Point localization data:
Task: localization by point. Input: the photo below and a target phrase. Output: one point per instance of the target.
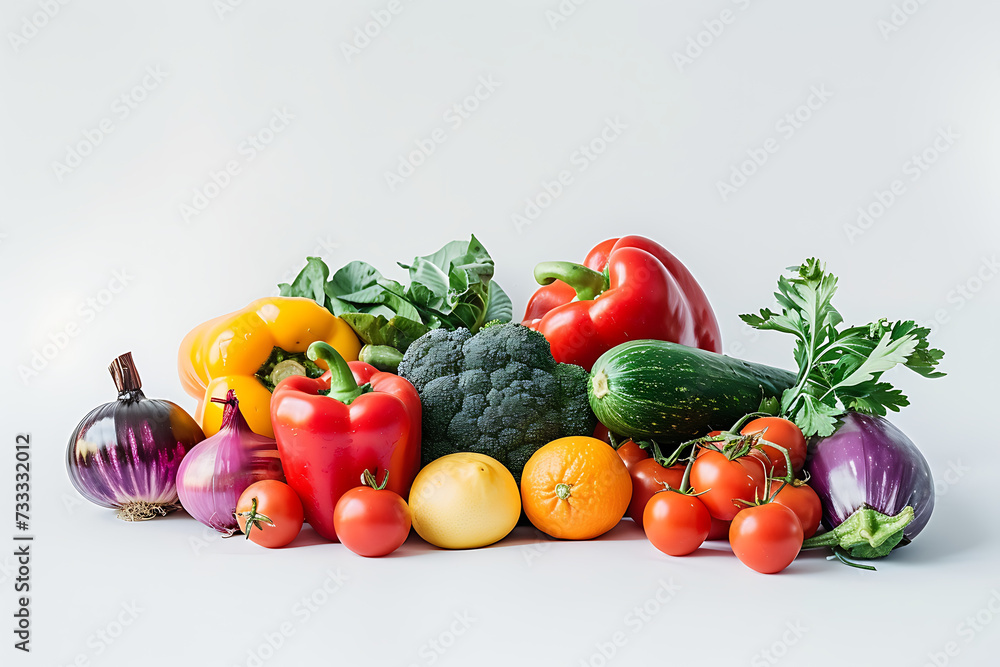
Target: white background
(320, 188)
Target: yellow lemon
(464, 501)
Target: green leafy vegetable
(450, 288)
(840, 368)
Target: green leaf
(397, 332)
(887, 354)
(353, 277)
(429, 276)
(816, 417)
(875, 399)
(924, 359)
(499, 306)
(310, 283)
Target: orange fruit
(575, 488)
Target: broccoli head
(498, 392)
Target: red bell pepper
(629, 288)
(326, 442)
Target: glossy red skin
(803, 501)
(676, 523)
(370, 522)
(650, 295)
(784, 433)
(631, 454)
(723, 481)
(325, 446)
(558, 293)
(766, 538)
(647, 480)
(278, 502)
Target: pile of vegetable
(367, 407)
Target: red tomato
(371, 522)
(647, 478)
(724, 481)
(802, 500)
(273, 511)
(676, 523)
(631, 453)
(766, 538)
(784, 433)
(719, 530)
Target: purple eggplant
(875, 485)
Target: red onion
(124, 455)
(215, 473)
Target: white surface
(321, 183)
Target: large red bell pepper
(629, 288)
(326, 442)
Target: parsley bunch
(840, 368)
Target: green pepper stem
(383, 357)
(343, 386)
(587, 282)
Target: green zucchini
(652, 389)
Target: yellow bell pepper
(252, 349)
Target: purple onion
(217, 471)
(870, 464)
(125, 455)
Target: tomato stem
(254, 518)
(368, 479)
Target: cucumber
(652, 389)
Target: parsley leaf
(839, 368)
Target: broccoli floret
(498, 392)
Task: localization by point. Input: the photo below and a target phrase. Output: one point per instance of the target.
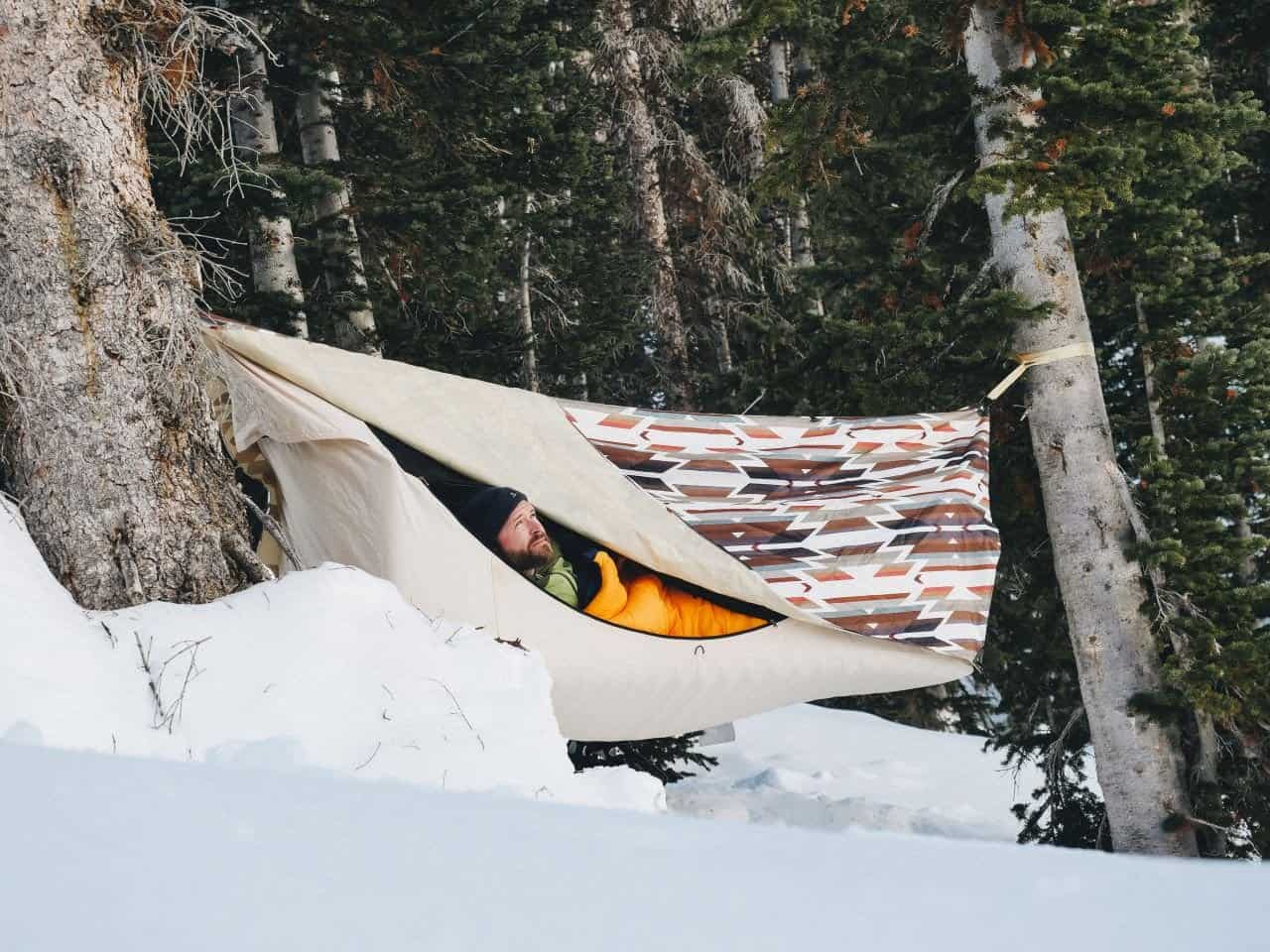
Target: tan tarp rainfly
(298, 413)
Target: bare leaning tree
(107, 436)
(1139, 761)
(621, 56)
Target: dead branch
(460, 711)
(241, 555)
(273, 529)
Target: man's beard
(539, 555)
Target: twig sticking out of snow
(377, 746)
(458, 710)
(150, 678)
(191, 671)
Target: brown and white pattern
(880, 526)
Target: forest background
(788, 207)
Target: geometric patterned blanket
(880, 526)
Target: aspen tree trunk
(801, 223)
(1139, 762)
(794, 227)
(642, 140)
(271, 236)
(531, 353)
(336, 232)
(108, 439)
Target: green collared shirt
(558, 579)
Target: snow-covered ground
(325, 669)
(810, 766)
(278, 770)
(112, 855)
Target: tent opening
(452, 489)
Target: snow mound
(325, 669)
(810, 766)
(111, 855)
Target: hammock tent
(869, 540)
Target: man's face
(522, 538)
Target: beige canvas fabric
(508, 436)
(344, 499)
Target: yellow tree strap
(1037, 357)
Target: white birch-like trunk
(255, 137)
(531, 352)
(1139, 763)
(642, 141)
(336, 232)
(794, 229)
(108, 440)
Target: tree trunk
(109, 442)
(531, 353)
(336, 232)
(1206, 751)
(1148, 375)
(255, 137)
(642, 140)
(1139, 762)
(794, 227)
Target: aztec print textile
(880, 526)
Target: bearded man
(589, 579)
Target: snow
(325, 669)
(114, 853)
(810, 766)
(296, 787)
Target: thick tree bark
(108, 439)
(335, 227)
(642, 140)
(271, 236)
(1139, 762)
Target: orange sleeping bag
(642, 601)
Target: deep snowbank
(810, 766)
(114, 855)
(322, 669)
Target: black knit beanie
(485, 512)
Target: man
(590, 580)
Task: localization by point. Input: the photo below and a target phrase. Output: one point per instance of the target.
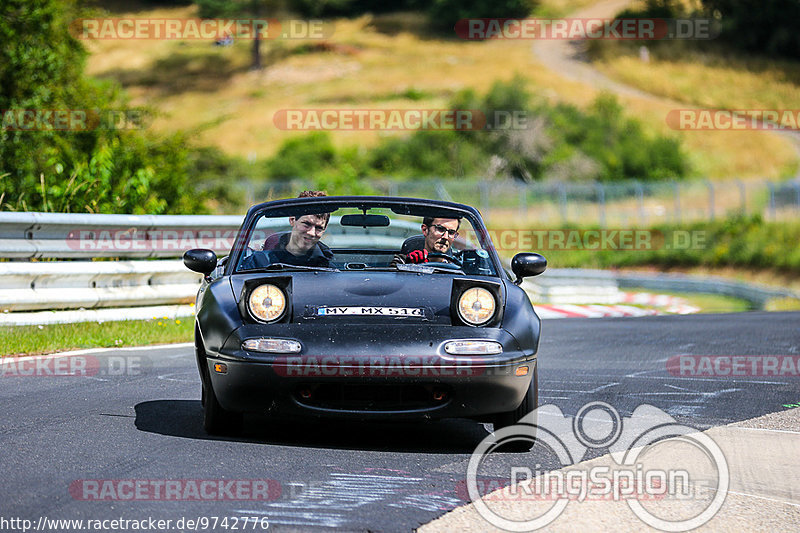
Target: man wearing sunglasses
(439, 234)
(300, 246)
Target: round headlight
(267, 303)
(476, 306)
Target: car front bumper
(389, 372)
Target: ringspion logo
(210, 490)
(734, 119)
(71, 119)
(376, 366)
(185, 29)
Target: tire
(529, 404)
(216, 419)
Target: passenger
(300, 246)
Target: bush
(444, 14)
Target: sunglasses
(438, 228)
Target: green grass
(34, 340)
(210, 90)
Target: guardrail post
(484, 188)
(710, 199)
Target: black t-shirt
(319, 255)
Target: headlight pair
(267, 303)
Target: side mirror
(200, 260)
(527, 264)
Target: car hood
(362, 296)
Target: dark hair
(428, 221)
(316, 194)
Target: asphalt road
(74, 447)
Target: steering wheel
(448, 258)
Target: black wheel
(216, 419)
(529, 404)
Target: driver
(301, 246)
(439, 235)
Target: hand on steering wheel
(448, 258)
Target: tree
(97, 169)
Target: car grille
(363, 397)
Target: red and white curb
(659, 304)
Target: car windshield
(352, 239)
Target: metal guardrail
(569, 285)
(85, 236)
(39, 285)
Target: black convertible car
(364, 307)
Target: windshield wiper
(287, 266)
(427, 268)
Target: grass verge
(372, 62)
(35, 340)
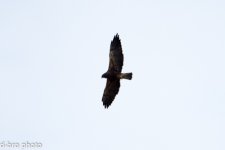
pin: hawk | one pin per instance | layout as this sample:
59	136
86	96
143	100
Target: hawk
113	74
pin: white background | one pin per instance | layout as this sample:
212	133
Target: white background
53	53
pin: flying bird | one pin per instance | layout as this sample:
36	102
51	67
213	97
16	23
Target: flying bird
113	74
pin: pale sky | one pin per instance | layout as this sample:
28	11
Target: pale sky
53	53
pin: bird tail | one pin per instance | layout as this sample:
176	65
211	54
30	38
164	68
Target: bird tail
126	76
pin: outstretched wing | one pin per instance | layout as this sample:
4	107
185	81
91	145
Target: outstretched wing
115	55
111	89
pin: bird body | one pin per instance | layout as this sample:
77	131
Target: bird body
114	74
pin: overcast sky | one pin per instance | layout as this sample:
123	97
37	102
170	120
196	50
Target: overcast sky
53	53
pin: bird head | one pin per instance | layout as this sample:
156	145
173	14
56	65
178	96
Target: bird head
105	75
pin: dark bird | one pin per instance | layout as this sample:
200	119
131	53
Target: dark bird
113	73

- REQUIRED ACTION
In the answer, the data should reappear exactly, with no pictures.

- SOLUTION TO THIS EXERCISE
Task: localization by point. Input: the photo below and a target phrase. Output: one point per instance of the target.
Target: white background
(320, 188)
Target: yellow lemon
(464, 501)
Target: green leafy vegetable
(450, 288)
(840, 368)
Target: green leaf
(397, 332)
(887, 354)
(353, 277)
(429, 276)
(816, 417)
(875, 399)
(924, 359)
(499, 306)
(310, 283)
Target: orange fruit
(575, 488)
Target: broccoli head
(498, 392)
Target: red bell pepper
(629, 288)
(326, 442)
Target: glossy red skin
(803, 501)
(676, 523)
(370, 522)
(650, 295)
(784, 433)
(631, 454)
(723, 481)
(325, 446)
(558, 293)
(766, 538)
(647, 480)
(278, 502)
Target: pile of vegetable
(367, 407)
Target: red tomato
(371, 522)
(647, 478)
(724, 481)
(802, 500)
(273, 511)
(676, 523)
(631, 453)
(766, 538)
(784, 433)
(719, 530)
Target: purple eggplant
(875, 485)
Target: red onion
(124, 455)
(215, 473)
Target: white surface
(321, 183)
Target: large red bell pepper
(629, 288)
(326, 442)
Target: parsley bunch
(840, 368)
Target: green pepper stem
(383, 357)
(343, 386)
(587, 282)
Target: green zucchini
(652, 389)
Target: yellow bell pepper
(252, 349)
Target: purple onion
(217, 471)
(870, 464)
(125, 455)
Target: tomato stem
(254, 518)
(368, 479)
Target: cucumber
(652, 389)
Target: parsley leaf
(839, 368)
Target: broccoli floret
(498, 392)
Task: localization by point. Input: the photo below and a target phrase. Output: one point per instance of the target.
Target: tan tarp rainfly
(298, 413)
Target: bare leaning tree
(107, 436)
(1139, 761)
(621, 56)
Target: dead branch
(460, 711)
(241, 555)
(273, 529)
Target: man's beard
(539, 555)
Target: twig sticking out of snow
(377, 746)
(458, 710)
(150, 678)
(191, 671)
Target: brown and white pattern
(880, 526)
Target: forest background
(788, 207)
Target: geometric patterned blanket
(880, 526)
Target: aspen tree trunk
(801, 223)
(1139, 762)
(794, 227)
(642, 140)
(271, 236)
(531, 353)
(336, 232)
(108, 439)
Target: green collared shirt
(558, 579)
Target: snow-covered ground
(325, 669)
(810, 766)
(278, 770)
(112, 855)
Target: tent opening
(452, 489)
Target: snow mound
(325, 669)
(810, 766)
(111, 855)
Target: hammock tent
(869, 540)
Target: man's face
(522, 538)
Target: beige canvas fabric
(508, 436)
(344, 499)
Target: yellow tree strap
(1037, 357)
Target: white birch-like trunk
(255, 137)
(531, 352)
(1139, 763)
(642, 141)
(336, 232)
(794, 229)
(108, 440)
Target: tree trunk
(109, 442)
(531, 353)
(336, 232)
(1206, 751)
(1148, 375)
(255, 137)
(642, 140)
(1139, 762)
(794, 227)
Target: aztec print textile
(880, 526)
Target: bearded man
(589, 579)
Target: snow
(325, 669)
(114, 853)
(810, 766)
(296, 787)
Target: thick tree bark
(108, 439)
(335, 227)
(642, 140)
(271, 236)
(1139, 762)
Target: orange sleeping bag
(642, 601)
Target: deep snowbank
(810, 766)
(114, 855)
(322, 669)
Target: black knit beanie
(485, 512)
Target: man
(590, 580)
Task: localization by point. Input: the photo below and a target phrase. Output: one point per instance of the target.
Target: man wearing sunglasses
(439, 234)
(300, 246)
Target: round headlight
(267, 303)
(476, 306)
Target: car front bumper
(389, 372)
Target: ringspion logo
(210, 490)
(734, 119)
(71, 119)
(376, 366)
(185, 29)
Target: tire
(529, 404)
(216, 419)
Target: passenger
(300, 246)
Target: bush
(444, 14)
Target: sunglasses
(438, 228)
Target: green grass
(34, 340)
(210, 90)
Target: guardrail post
(484, 188)
(710, 199)
Target: black t-shirt
(319, 255)
Target: headlight pair
(267, 303)
Target: side mirror
(200, 260)
(527, 264)
Target: car hood
(362, 296)
Target: dark hair
(428, 221)
(316, 194)
Target: asphalt road
(74, 447)
Target: steering wheel
(448, 258)
Target: black wheel
(216, 419)
(529, 404)
Target: driver
(301, 246)
(439, 235)
Target: hand on steering wheel
(448, 258)
Target: tree
(97, 169)
Target: car grille
(363, 397)
Target: red and white curb
(659, 304)
Target: car windshield
(352, 239)
Target: metal guardrail
(569, 285)
(85, 236)
(39, 285)
Target: black convertible car
(364, 307)
Target: windshield wiper
(287, 266)
(427, 268)
Target: grass verge
(372, 62)
(35, 340)
pin: hawk | one pin per instance | layout as this sample:
59	136
86	96
143	100
Target: hawk
113	74
pin: white background | one pin per instance | layout as this sample:
212	133
Target: white background
53	53
pin: flying bird | one pin per instance | layout as this sample:
36	102
51	67
213	97
16	23
Target: flying bird
113	74
pin: pale sky | one pin per instance | layout as this sample:
28	11
Target: pale sky
53	53
pin: bird tail | one pin per instance | layout as this sample:
176	65
211	54
30	38
164	68
Target: bird tail
126	76
pin: outstretched wing | one pin per instance | layout as this sample:
4	107
185	81
91	145
Target: outstretched wing
115	55
111	89
pin: bird body | one pin per instance | layout as this sample:
77	131
Target: bird body
114	74
pin: overcast sky | one pin per instance | layout as this sample:
123	97
37	102
170	120
196	50
Target: overcast sky
53	53
pin: bird head | one pin per instance | layout as this sample:
156	145
173	14
56	65
178	96
Target: bird head
105	75
pin: dark bird | one pin per instance | layout as this sample:
200	119
131	53
Target: dark bird
113	73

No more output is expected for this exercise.